Problem details: Extract every line of the listing below verbatim, omitting the pictures from your output.

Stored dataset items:
-*-

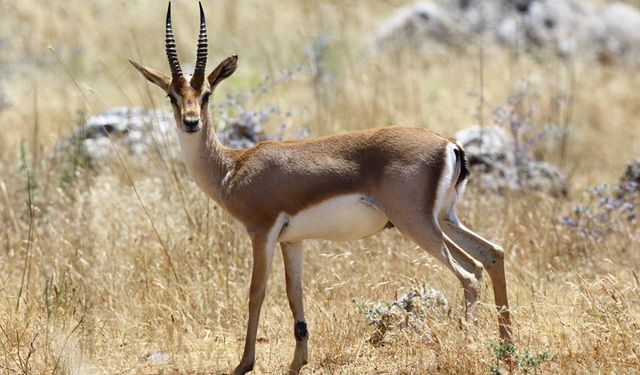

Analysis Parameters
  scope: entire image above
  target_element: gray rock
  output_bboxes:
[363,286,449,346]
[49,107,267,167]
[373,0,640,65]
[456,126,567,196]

-*-

Task response:
Analysis Parameters
  scope: entire image above
  target_element: gray rock
  output_bboxes:
[363,286,449,346]
[49,107,267,167]
[373,0,640,65]
[456,126,567,196]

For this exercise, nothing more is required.